+++ Okuma Parçası
Askeri Yüksek İdare Mahkemesi 3. Daire 2009/869 Esas 2009/732 Karar
Karar Dilini Çevir:
AskeriYüksekİdareMahkemesi
Dairesi: 3. Daire
Esas No: 2009/ 869
Karar No: 2009 / 732
Karar Tarihi: 02.07.2009

(2709 S. K. m. 129) (1602 S. K. m. 21) (1632 S. K. m. 175)

Davacı 29.06.2009 tarihinde AYİM kayıtlarına geçen dava dilekçesinde özetle, 17.11.2007 tarihinde Gülyazı Tak. J. Snr. A. K. J. Alb. ......... tarafından usulsüz müracaat nedeniyle savunmasının alındığını aynı gün savunmasını verdiğini, 20.11.2007 tarihinde 14 gün oda hapsi cezası verildiğini, cezanın haksız yere verildiğini, usulsüz müracaatın söz konusu olmadığını, zira bu müracaatı İç Hizmet Kanununun hükümlerine uygun olarak gerçekleştirdiğini belirterek, bariz şekilde hukuka aykırı olan 20.11.2007 tarihli oda hapsi disiplin cezasının yok hükmünde sayılmasına karar verilmesini talep ve dava etmektedir.

Dava dosyası, AYİM Genel Sekreterliğinin 01.07.2009/2267 sayılı yazısı ile; dava konusunun yargı denetimi dışında olması sebebiyle bir karar verilmesi için AYİM 3 üncü Daire Başkanlığına gönderilmiştir.

Dava dosyasında mevcut bilgi ve belgelerin incelenmesi neticesinde; davacının 17.11.2007 tarihinde geçici görevlendirilmesi ile ilgili silsile yollarını ihlal etmek suretiyle usulsüz müracaatta bulunduğu gerekçesiyle disiplin amiri tarafından yazılı savunmasının istendiği, davacının 17.11.2007 tarihinde savunmasını yaptığı, davacıya disiplin amiri tarafından 14 gün oda hapsi cezası verildiği, cezasının tebliğini müteakip 26.11.2007 tarihinde itiraz eden davacının bu itirazının 09.01.2008 tarihinde üst disiplin amiri tarafından reddedildiği, disiplin cezasının 26.01.2008-09.02.2008 tarihleri arasında infaz edildiği anlaşılmıştır.
++++++
Okuma parçasına dayanarak aşağıdaki soruları cevaplayınız.
1. Davacıya kaç gün oda hapsi cezası verilmiştir?
2. Davacının itirazı hangi tarihte reddedilmiştir?
3. Dava dosyası hangi daire başkanlığına gönderilmiştir?
+++ Kaynak Bilgisi
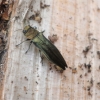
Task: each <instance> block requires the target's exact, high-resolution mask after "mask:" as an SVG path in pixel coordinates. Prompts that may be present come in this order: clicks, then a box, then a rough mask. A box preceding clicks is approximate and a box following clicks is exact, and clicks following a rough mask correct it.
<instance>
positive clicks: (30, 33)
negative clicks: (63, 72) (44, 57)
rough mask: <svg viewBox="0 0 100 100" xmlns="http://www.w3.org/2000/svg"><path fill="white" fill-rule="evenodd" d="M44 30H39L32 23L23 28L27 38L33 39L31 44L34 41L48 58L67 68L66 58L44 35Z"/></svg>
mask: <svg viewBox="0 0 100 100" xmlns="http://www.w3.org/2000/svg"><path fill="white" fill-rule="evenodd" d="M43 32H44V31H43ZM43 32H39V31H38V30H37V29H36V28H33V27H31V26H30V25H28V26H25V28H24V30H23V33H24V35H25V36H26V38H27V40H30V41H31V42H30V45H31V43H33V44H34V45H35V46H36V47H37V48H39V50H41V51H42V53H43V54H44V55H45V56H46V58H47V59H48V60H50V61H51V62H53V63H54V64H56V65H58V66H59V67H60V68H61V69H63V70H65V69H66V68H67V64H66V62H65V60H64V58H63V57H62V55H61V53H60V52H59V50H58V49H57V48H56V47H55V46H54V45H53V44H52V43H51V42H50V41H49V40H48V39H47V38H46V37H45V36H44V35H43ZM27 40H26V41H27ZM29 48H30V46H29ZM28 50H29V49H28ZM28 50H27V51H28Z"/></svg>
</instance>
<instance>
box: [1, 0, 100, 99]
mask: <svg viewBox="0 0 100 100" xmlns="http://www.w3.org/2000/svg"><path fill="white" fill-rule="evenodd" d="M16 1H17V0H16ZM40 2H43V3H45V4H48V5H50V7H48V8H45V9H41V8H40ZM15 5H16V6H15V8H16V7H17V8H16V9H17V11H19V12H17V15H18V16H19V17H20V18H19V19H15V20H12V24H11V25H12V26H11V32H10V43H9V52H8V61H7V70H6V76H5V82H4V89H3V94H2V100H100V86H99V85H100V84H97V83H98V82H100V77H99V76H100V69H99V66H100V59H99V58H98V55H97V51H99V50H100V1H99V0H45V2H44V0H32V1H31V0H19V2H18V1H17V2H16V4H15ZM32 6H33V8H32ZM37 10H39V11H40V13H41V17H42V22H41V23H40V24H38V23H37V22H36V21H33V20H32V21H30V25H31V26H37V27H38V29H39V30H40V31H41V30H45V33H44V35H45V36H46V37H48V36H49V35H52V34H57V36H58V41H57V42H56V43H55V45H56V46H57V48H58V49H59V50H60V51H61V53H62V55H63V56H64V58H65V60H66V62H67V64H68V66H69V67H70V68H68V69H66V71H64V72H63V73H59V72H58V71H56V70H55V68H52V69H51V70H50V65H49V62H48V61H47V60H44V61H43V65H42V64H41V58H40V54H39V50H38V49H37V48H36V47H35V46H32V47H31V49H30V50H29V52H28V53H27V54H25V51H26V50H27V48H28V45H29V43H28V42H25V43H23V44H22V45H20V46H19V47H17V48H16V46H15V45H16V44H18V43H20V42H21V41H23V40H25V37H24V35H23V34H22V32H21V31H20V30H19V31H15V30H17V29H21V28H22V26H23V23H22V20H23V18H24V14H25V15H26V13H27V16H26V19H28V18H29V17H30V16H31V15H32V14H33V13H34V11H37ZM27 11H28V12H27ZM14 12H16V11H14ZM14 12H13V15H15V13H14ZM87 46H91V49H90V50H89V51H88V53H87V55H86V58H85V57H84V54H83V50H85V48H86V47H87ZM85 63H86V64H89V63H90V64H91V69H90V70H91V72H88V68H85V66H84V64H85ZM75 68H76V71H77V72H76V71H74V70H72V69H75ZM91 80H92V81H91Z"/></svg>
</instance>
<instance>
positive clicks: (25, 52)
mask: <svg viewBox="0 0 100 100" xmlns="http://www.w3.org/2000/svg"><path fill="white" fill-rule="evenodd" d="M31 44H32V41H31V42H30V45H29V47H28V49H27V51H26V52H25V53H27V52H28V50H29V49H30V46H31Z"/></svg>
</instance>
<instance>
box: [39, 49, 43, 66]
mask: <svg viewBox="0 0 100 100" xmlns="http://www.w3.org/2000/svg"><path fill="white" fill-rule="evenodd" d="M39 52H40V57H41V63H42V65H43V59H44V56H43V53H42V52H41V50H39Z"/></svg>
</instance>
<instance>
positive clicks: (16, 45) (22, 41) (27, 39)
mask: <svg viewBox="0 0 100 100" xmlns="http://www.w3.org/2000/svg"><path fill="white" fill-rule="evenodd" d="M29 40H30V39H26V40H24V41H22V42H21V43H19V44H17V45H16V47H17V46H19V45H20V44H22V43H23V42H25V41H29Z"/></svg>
++++++
+++ Kaynak Bilgisi
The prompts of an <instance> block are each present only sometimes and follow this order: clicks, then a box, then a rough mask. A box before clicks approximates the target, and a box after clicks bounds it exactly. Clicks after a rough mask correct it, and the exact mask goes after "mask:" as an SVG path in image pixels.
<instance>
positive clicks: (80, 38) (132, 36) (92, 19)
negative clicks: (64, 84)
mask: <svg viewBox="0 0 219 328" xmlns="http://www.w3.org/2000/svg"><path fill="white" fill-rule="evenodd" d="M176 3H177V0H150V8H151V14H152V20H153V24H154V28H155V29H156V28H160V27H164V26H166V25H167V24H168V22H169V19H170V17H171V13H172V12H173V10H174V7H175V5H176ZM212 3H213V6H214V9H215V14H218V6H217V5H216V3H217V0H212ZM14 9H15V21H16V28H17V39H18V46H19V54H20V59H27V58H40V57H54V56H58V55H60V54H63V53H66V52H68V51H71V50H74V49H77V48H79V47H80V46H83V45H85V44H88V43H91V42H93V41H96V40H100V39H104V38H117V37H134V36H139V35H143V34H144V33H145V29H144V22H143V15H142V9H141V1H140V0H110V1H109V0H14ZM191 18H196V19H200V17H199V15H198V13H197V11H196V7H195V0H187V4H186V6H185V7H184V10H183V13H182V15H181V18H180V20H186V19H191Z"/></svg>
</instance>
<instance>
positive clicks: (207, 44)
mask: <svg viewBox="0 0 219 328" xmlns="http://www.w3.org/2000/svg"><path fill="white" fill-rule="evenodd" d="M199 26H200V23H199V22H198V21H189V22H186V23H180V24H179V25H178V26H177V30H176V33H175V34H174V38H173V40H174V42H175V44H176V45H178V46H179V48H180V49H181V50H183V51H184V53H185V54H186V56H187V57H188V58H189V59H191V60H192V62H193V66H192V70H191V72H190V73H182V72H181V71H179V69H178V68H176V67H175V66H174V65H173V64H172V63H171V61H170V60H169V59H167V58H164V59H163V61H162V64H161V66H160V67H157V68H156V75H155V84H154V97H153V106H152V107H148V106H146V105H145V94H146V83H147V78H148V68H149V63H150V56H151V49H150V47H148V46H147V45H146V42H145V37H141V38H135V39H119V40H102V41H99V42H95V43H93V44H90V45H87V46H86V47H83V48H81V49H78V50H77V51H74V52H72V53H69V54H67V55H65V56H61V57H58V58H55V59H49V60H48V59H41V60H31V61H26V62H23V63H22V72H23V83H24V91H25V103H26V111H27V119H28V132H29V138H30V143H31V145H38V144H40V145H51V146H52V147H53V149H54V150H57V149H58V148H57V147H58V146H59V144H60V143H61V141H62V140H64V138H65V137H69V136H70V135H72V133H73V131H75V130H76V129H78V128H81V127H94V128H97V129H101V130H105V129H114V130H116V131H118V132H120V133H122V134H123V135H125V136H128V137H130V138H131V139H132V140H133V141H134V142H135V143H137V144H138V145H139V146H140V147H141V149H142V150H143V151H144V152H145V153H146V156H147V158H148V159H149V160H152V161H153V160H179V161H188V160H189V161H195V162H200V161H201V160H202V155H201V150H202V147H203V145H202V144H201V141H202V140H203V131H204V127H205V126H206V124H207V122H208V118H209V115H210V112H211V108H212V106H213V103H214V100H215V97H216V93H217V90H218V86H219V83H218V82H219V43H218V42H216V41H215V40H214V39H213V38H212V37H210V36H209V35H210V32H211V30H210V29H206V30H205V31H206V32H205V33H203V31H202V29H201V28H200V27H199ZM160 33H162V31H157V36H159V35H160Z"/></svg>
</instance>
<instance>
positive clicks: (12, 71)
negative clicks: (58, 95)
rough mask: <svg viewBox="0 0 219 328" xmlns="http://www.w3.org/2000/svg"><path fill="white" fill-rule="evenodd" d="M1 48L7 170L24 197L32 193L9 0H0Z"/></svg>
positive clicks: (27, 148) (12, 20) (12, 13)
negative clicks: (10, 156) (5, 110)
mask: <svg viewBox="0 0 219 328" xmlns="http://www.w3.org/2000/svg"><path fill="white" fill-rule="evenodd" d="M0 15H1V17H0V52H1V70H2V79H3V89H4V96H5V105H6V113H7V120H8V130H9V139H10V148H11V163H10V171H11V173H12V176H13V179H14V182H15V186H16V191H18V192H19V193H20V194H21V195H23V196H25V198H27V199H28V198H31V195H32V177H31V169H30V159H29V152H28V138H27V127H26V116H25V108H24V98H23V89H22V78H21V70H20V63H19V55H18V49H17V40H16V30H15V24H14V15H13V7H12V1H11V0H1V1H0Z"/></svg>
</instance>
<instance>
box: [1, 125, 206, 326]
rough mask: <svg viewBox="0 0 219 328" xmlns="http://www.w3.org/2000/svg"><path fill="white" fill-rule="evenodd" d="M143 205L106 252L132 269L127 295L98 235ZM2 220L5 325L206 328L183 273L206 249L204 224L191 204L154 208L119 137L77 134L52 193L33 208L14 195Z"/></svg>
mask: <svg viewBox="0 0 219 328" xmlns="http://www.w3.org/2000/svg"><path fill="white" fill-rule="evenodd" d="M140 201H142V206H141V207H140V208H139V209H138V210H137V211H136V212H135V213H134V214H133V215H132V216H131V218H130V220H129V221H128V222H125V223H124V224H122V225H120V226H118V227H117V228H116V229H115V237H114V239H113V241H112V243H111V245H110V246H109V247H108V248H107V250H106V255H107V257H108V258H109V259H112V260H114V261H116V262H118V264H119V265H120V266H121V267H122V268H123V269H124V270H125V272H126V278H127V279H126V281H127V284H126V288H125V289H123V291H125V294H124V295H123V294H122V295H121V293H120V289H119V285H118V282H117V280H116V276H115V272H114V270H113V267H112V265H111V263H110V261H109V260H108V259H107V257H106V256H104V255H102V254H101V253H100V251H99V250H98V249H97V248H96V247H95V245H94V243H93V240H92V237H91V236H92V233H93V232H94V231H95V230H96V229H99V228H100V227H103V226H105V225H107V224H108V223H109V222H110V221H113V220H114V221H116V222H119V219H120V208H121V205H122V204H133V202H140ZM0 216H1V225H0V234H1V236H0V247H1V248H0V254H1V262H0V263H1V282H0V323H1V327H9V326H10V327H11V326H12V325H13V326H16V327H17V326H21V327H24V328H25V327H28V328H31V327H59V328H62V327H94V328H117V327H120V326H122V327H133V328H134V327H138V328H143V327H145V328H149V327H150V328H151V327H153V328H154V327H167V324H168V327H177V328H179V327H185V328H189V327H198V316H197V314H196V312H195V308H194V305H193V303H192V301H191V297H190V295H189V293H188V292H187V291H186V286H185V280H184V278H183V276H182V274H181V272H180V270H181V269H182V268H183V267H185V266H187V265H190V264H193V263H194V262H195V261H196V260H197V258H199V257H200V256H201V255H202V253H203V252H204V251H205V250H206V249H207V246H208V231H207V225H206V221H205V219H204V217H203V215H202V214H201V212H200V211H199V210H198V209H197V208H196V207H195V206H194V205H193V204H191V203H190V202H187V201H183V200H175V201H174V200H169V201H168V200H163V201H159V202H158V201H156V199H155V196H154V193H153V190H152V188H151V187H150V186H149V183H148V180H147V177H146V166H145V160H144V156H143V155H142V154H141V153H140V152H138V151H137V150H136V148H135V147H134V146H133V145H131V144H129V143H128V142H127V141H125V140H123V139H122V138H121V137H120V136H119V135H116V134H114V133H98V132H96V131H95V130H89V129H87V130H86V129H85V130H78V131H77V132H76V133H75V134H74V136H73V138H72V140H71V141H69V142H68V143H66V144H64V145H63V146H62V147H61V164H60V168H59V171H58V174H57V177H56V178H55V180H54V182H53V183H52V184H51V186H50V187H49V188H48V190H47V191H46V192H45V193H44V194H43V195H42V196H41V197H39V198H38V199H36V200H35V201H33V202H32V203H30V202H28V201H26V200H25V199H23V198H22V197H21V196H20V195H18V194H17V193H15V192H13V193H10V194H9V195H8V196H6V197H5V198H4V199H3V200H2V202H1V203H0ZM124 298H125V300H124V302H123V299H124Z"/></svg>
++++++
+++ Kaynak Bilgisi
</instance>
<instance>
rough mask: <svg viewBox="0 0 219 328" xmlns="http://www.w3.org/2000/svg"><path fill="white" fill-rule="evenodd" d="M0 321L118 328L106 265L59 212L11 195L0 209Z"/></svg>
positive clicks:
++++++
**Sorunun Cevabı**
1. 14 gün.
2. 09.01.2008 tarihinde.
3. AYİM 3 üncü Daire Başkanlığına.